How can you love your neighbor as yourself if you don’t love yourself? And now a light bulb is going off in a few of your minds. You’re remembering what I said a moment ago. You’re remembering me asking who your worst enemy is. You’re remembering me saying that for each and every one of you I can say without a doubt that each of your worst enemies is sitting right here in this room. Your worst enemy isn’t somebody else who has done something or said something that hurt you. Your worst enemy is yourself.
Nobody who has ever said or done anything to hurt you can be of as much harm to you as you are to yourself. Somebody who calls you a nasty name or spreads horrible things about you only has power if even a tiny portion of you believes it’s true. None of us can ever love our neighbors as much as Jesus does; as much as he truly wishes we could, because none of us loves ourselves as much as Jesus does. Some of us might not even see any value or anything positive in ourselves at all.
We’re starting to talk, this week, as we have arrived at the time of Jesus’ resurrection, about having victory in Christ, and what that victory looks like in different areas in our life. The first type of victory that Jesus’ death and new life gives us is victory over ourselves.
Now, I know that may sound like a strange thing to say, but hear me out. How many of us, when we look in the mirror, really see what God sees? None of us. How many of us, when we look in the mirror, see our hair, our skin, our weight, our clothes? How many of us when asked to look deeper see the things in our hearts God sees? Tougher still.
But how many of us look at our lives and the things we know about ourselves and see all the ways we’ve screwed up, all the ways we haven’t measured up, all the ways we really should be a better person, friend, son, daughter, brother, sister, etc? Take a good look in the mirror. Memorize the face you see, because that face is the face of your own worst enemy. And that relationship, that of the discontent, lack of confidence, and sometimes even outright hatred we have for ourselves, is something Jesus gives us victory over.
It doesn’t happen overnight. It happens after suffering. Easter couldn’t have happened without Good Friday. A lot of us here are probably in our Good Fridays when it comes to our relationship with ourselves. We may feel God has forsaken us in not making us prettier, more successful, better people. We may feel we have failed ourselves or those around us because we aren’t what we or our friends or family think we should be. But the victory we have in Jesus Christ over this tells us it is finished.

→ **Do this**
Answer these questions from the sermon excerpt:
(a) Who does the speaker say each listener's worst enemy is?
(b) What is the first type of victory that Jesus' death and new life gives?
(c) What does the speaker say Easter couldn't have happened without?
These entries have no connection to the sermon excerpt.

Named-object pointing records
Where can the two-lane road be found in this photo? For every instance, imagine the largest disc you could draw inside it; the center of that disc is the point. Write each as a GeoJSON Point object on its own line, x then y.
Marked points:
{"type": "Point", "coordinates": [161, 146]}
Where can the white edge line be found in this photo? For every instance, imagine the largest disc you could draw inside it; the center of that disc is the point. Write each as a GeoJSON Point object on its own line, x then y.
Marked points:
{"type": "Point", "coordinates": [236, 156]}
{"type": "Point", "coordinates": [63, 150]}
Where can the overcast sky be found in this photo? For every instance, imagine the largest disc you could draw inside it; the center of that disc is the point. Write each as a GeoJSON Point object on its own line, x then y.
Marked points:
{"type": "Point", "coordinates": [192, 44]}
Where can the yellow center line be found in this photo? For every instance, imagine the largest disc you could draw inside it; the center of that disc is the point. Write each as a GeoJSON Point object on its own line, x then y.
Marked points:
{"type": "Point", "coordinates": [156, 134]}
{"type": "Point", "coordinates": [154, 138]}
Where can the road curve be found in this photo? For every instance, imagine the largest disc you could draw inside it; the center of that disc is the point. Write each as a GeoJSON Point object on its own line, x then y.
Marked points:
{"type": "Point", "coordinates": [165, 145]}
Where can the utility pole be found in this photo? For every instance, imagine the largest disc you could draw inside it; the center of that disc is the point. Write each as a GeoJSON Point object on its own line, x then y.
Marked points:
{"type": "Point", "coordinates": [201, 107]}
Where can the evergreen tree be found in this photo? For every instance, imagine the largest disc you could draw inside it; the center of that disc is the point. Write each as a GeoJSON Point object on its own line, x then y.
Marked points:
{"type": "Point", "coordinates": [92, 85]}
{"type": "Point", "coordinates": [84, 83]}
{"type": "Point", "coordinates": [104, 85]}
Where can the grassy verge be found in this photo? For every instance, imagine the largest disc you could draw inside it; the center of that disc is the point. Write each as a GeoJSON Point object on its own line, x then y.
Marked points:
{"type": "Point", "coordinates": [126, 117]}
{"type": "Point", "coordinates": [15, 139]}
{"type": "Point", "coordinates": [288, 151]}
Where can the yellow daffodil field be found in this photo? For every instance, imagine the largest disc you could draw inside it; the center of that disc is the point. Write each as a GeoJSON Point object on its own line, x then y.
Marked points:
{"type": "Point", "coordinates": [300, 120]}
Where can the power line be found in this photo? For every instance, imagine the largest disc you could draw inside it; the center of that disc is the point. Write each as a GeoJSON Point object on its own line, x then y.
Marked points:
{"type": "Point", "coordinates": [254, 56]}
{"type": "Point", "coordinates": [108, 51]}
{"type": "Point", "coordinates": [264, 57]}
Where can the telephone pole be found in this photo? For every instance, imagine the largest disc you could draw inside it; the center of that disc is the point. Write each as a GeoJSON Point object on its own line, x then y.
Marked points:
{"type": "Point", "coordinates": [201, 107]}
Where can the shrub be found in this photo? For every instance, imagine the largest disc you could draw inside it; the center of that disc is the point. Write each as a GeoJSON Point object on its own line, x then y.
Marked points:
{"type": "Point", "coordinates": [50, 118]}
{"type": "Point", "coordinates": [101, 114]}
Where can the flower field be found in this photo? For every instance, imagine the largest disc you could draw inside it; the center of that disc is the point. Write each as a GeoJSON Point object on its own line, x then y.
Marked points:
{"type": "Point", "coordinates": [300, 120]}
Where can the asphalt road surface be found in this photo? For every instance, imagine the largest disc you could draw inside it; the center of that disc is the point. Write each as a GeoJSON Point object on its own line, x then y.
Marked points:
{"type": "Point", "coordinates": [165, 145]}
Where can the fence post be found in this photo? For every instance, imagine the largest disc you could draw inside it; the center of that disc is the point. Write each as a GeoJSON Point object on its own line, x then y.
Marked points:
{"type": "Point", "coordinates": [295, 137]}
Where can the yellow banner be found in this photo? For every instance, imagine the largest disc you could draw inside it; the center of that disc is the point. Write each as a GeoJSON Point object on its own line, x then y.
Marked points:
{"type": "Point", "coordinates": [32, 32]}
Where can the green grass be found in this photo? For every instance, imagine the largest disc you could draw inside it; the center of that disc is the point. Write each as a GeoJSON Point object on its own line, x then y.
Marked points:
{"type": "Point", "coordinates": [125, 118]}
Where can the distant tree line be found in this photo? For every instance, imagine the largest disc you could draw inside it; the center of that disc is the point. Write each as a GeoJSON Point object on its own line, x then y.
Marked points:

→ **Task response**
(a) Yourself
(b) Victory over ourselves
(c) Good Friday